WORK ITEM:
Every record below, from first to last: print it exactly as shown.

····················

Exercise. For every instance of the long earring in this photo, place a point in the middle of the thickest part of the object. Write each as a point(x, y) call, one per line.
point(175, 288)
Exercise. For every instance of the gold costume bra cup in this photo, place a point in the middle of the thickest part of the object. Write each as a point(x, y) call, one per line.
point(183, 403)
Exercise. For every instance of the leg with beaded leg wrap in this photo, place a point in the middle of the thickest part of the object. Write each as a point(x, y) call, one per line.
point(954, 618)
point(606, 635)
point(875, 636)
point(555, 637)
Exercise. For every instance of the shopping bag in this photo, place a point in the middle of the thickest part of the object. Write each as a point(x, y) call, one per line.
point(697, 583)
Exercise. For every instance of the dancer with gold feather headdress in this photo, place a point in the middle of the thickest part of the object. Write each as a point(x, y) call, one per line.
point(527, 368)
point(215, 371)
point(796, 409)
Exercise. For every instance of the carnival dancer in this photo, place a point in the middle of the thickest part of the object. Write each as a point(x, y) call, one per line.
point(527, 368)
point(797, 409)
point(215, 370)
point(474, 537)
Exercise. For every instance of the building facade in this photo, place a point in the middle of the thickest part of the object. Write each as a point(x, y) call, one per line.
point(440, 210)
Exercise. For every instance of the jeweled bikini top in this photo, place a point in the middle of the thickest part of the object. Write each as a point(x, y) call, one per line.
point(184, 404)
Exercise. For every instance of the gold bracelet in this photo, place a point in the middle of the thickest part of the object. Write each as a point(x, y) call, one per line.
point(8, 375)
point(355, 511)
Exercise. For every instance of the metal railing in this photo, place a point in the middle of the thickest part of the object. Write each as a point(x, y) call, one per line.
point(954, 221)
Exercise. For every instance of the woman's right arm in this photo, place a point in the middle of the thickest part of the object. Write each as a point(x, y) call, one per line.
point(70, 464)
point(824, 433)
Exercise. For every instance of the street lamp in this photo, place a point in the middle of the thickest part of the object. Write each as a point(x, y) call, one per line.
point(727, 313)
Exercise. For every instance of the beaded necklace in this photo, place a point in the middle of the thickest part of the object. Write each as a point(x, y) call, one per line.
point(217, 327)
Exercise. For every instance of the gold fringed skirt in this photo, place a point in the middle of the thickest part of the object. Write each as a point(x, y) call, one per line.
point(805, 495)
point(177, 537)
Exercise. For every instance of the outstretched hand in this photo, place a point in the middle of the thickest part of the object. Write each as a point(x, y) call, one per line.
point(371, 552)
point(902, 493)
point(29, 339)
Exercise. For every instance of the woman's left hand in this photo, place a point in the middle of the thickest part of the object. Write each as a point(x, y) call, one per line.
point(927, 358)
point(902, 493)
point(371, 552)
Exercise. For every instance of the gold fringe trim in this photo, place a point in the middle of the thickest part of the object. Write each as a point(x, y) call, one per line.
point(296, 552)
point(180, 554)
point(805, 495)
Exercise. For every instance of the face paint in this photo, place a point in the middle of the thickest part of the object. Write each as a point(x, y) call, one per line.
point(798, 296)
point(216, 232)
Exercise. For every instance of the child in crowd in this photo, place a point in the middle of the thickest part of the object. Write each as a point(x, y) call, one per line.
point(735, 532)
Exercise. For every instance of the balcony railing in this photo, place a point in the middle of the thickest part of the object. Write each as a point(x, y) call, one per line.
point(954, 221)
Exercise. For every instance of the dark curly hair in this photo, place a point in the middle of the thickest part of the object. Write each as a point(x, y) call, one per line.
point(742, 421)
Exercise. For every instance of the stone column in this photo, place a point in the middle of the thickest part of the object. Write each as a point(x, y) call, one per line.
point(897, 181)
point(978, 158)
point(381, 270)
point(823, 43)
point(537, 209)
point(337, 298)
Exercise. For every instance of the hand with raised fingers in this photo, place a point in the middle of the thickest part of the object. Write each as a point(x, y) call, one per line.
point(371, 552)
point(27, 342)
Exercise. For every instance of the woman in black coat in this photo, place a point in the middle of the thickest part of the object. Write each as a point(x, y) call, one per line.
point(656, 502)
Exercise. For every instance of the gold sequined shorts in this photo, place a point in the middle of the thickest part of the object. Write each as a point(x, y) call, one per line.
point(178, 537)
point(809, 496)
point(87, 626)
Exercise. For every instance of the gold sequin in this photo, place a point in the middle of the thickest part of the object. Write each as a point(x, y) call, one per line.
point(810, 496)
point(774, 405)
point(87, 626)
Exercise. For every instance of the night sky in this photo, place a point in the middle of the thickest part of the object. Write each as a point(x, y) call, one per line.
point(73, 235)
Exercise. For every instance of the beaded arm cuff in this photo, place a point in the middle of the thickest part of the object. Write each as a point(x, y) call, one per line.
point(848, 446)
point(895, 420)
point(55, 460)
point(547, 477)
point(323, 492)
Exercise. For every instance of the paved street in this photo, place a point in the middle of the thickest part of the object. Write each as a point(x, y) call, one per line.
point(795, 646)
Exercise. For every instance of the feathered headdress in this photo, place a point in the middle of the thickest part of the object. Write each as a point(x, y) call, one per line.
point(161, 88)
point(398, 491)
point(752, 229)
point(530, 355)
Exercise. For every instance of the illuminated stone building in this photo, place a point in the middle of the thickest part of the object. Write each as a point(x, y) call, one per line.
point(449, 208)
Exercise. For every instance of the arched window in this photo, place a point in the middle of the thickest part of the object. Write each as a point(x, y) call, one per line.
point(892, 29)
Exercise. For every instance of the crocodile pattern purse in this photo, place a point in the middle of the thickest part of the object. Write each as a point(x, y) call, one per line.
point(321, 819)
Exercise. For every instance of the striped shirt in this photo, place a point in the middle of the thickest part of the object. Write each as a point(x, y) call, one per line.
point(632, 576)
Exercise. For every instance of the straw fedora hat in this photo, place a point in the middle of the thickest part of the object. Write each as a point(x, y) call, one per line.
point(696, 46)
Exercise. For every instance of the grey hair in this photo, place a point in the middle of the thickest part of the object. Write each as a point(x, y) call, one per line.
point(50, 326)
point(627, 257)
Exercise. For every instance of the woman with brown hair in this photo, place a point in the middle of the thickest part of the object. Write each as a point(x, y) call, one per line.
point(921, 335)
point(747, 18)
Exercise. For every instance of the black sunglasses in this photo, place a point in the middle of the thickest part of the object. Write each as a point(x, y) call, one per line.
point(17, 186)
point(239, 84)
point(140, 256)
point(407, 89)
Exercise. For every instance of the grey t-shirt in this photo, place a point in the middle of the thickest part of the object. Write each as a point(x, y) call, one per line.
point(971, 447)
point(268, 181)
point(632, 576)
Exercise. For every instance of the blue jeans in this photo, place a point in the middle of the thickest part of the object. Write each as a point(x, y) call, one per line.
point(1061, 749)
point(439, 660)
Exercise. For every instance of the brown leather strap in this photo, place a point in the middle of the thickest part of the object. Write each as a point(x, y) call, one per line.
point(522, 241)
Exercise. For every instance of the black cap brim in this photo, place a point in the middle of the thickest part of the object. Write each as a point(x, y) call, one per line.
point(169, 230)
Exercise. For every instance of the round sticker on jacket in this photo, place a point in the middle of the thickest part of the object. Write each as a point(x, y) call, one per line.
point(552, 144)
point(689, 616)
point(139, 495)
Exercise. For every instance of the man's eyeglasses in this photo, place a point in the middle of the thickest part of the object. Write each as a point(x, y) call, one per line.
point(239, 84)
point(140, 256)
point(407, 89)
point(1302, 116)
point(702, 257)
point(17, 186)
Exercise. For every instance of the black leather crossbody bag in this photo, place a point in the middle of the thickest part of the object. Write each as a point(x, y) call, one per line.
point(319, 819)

····················

RESPONSE FOR THIS EXERCISE:
Exercise. For every instance of the long earring in this photo, place a point in the middle of the thickest part of the object. Write each as a point(x, y) call, one per line.
point(175, 288)
Exercise. For every instance of the gold costume bra cup in this photo, place a point in the middle of the thickest part of the object. Write each as a point(x, y) call, one per line.
point(183, 403)
Exercise. For every instance of the leg with beaded leg wrap in this photo, place a point in the middle of the thickest part of the object. Write each as a point(x, y) call, one per line.
point(954, 618)
point(606, 635)
point(875, 636)
point(555, 637)
Exercise. For every instance of the shopping bag in this photo, place a point in the middle of the thickest part of the object. Write each as a point(x, y) call, one per line.
point(697, 583)
Exercise. For every instance of the dancer with gold feather headdress in this photo, place a point in the middle of the thickest part of the object. Write each as a point(x, y) call, one per line.
point(527, 368)
point(215, 371)
point(796, 409)
Exercise. For every instance of the carnival dancer in this photo, place a point in the middle of the thickest part of the object. Write each as a point(x, y) call, one per line.
point(527, 368)
point(797, 409)
point(215, 370)
point(474, 537)
Exercise. For every instance of the building facade in this photo, place a point in the middle of the thickest part of the object. Write each as a point(x, y) call, one per line.
point(440, 210)
Exercise. For every instance of the jeweled bikini top in this photo, place a point in the middle of the thickest part of the object. Write each as a point(x, y) call, one per line.
point(184, 404)
Exercise. For every instance of the gold bracelet in this photo, place a point in the middle of the thickest part of the object. Write each as a point(x, y) call, one per line.
point(8, 375)
point(355, 511)
Exercise. For every instance of the metal railing in this photo, place a point in the middle of the thickest part of the object. Write each as a point(x, y) call, one per line.
point(954, 221)
Exercise. For every instance of the woman's right arm in this photo, place a point in the middle of the thickest part of the object. Write each as a point(x, y) call, one per line.
point(70, 464)
point(824, 433)
Exercise. For every instance of the street lamp in this photo, place a point in the middle of the thickest part of the object. Write each as a point(x, y) call, one per line.
point(727, 313)
Exercise. For every instance of the beaded necklace in this photo, place a point in the middle of the thickest part of the object. Write each as a point(x, y) call, one per line.
point(217, 327)
Exercise. For every instance of the gold fringed skirt in this photo, place a point in the middle of the thickest part of the object. Write each as a point(x, y) call, one per line.
point(805, 495)
point(177, 537)
Exercise. For every instance of the outstretched hand in this photo, place a point in the middle of the thickest part of the object. Write each as a point(x, y) call, one per line.
point(371, 552)
point(902, 493)
point(29, 339)
Exercise. For every instance of the woman's left hand in this photo, place a point in the middle of the thickest part of the object. Write each as a point(x, y) call, one per line.
point(927, 358)
point(902, 493)
point(371, 552)
Exercise. For every instance of the gold fringe trim in this photo, place a point in the middle of the thickest part of the object. Write each as a point(x, y) call, one per line.
point(296, 552)
point(180, 554)
point(805, 495)
Exercise. For every instance of the face paint in this photo, place a point in the middle of the thickest part of the object. Write each as a point(x, y) call, one per line.
point(798, 296)
point(216, 232)
Exercise. For every instance of the child in crowd in this photo, place a point in the middle of the thickest part of the object. Write each as a point(x, y) call, one per line.
point(735, 532)
Exercise. For every instance of the balcony railing in this photo, place a point in the middle of the thickest part of the object. Write each as a point(x, y) call, one per line.
point(954, 221)
Exercise. For every instance of the dark curly hair in this photo, place a point in the middle of the thickest part of the object. Write each as a point(x, y) call, one per line.
point(742, 421)
Exercise. For every instance of the stone column in this photo, place a point in the middle of the thickest part of the object. Write each as a point(x, y) call, one per line.
point(897, 181)
point(978, 158)
point(381, 270)
point(823, 43)
point(537, 209)
point(337, 298)
Exercise. For every instance of the hand with raised fingers in this photo, place a point in the middle of the thickest part of the object. Write each as a point(x, y) call, one per line.
point(371, 552)
point(27, 342)
Exercise. For every instance of the woman in black coat in this photo, place a point in the middle of the thickest part of the object. Write each as a point(x, y) call, one per line.
point(656, 502)
Exercise. For every instance of the gold sequined shorts in this photo, place a point in the middle of the thickest part of the object. Write each as a point(x, y) call, one per line.
point(178, 537)
point(809, 496)
point(87, 626)
Exercise. For every instance of the gold sequin in this photo, place a point in the middle of the thickest part of the object. Write each as a point(x, y) call, one per line.
point(810, 496)
point(774, 405)
point(87, 626)
Exercise. For every instance of the night sky in this photo, place a point in the middle of the thickest part of the object. Write each as a point(x, y) call, one per line.
point(73, 235)
Exercise. For every instance of the beaded arm cuff in this photo, place a point in the middle of the thickest part of the object. Write each as a point(x, y) call, one per line.
point(848, 446)
point(895, 420)
point(55, 460)
point(547, 477)
point(323, 492)
Exercise. For every instance of the paved street in this photo, place a point in the middle of the thickest part of the object. Write each as a point(x, y) call, one per line.
point(795, 646)
Exercise. For every instance of the feathered headdress in this photo, place a point in the middle of the thickest part of the object. Write each as a point(x, y) call, one per line.
point(161, 88)
point(398, 491)
point(752, 229)
point(530, 355)
Exercise. For every instance of the illuminated stone building in this photo, place a point in the middle of the thickest part of the object. Write each as a point(x, y) call, one per line.
point(449, 208)
Exercise. For every instance of the arched window in this photo, place a point in the middle of the thickest part of the object. Write each as a point(x, y) call, one per line.
point(892, 29)
Exercise. For every instance of the crocodile pattern purse in this photo, place a point in the middle of the thickest part of the object. Write each as a point(x, y) call, one per line.
point(321, 819)
Exercise. For every instance of the striped shirt in this photo, place a point in the middle of the thickest part of the object. Write each as a point(x, y) call, one per line.
point(632, 576)
Exercise. For every instance of the straw fedora hat in this photo, place a point in the middle of the thickest part of the object. Write each as a point(x, y) call, one per line.
point(696, 46)
Exercise. For every instance of the grey hair in this photo, place a point in the middle of the thickest part of the object. Write each as a point(x, y) call, one per line.
point(50, 326)
point(627, 257)
Exercise. For every instance of the woman with brown hair in this photo, place a point in the middle of the thickest part of the object. Write each as a point(x, y) call, one per line.
point(921, 335)
point(747, 18)
Exercise. For every instance of the black sunglasses in this photo, place a point in the middle of the thickest part of the object. Write each as a point(x, y) call, one per line.
point(17, 186)
point(239, 84)
point(140, 256)
point(407, 89)
Exercise. For every instance of the grey t-shirt in this photo, place a point in the middle of the thickest part of the object. Write each as a point(x, y) call, one per line.
point(971, 447)
point(268, 181)
point(632, 576)
Exercise. For every instance of the blue jeans in this photo, place a point in the middle of the thickest part of the object. Write each as a point(x, y) call, one per line.
point(1061, 749)
point(439, 660)
Exercise. For every instance of the brown leather strap in this photo, place a point in the middle of the thickest part of the object. Write each as a point(x, y) call, one per line.
point(522, 241)
Exercise. For every instance of the black cap brim in this photo, place a point in the middle of the thickest part of the object. Write each as a point(x, y) call, one per line.
point(169, 230)
Exercise. For every instance of the round sticker on jacket in this photo, place a point in the middle of the thickest part of the object. Write each as a point(x, y) call, one per line.
point(552, 144)
point(689, 616)
point(139, 495)
Exercise. For every instance of the man's eyeglasses in this photo, place a point in the middle of the thickest part of the object. Write each as a point(x, y) call, one per line.
point(239, 84)
point(140, 256)
point(407, 89)
point(1302, 116)
point(702, 257)
point(17, 186)
Exercise. For every instance of the black leather crossbody bag in this photo, place a point in the middle of the thickest part of the object. Write each as a point(x, y) call, one per line.
point(319, 819)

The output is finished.